EXERCISE OBJECTIVE -
Work out how many lines below hold the string "stone" and state only that figure.

PROVIDED MATERIAL -
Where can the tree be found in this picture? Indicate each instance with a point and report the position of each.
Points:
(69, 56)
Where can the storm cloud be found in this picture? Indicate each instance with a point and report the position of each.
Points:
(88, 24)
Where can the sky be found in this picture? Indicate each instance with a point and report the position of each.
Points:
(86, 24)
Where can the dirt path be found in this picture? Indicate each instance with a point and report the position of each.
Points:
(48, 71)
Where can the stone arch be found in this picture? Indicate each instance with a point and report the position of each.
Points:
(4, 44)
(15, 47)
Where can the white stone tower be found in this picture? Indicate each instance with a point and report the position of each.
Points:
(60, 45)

...

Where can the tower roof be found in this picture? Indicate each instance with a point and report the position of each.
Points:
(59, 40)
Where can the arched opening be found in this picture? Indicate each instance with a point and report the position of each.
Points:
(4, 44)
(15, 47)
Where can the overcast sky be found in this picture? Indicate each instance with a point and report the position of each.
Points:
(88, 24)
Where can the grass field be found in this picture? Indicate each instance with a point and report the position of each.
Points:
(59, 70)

SOLUTION FOR THIS PROBLEM -
2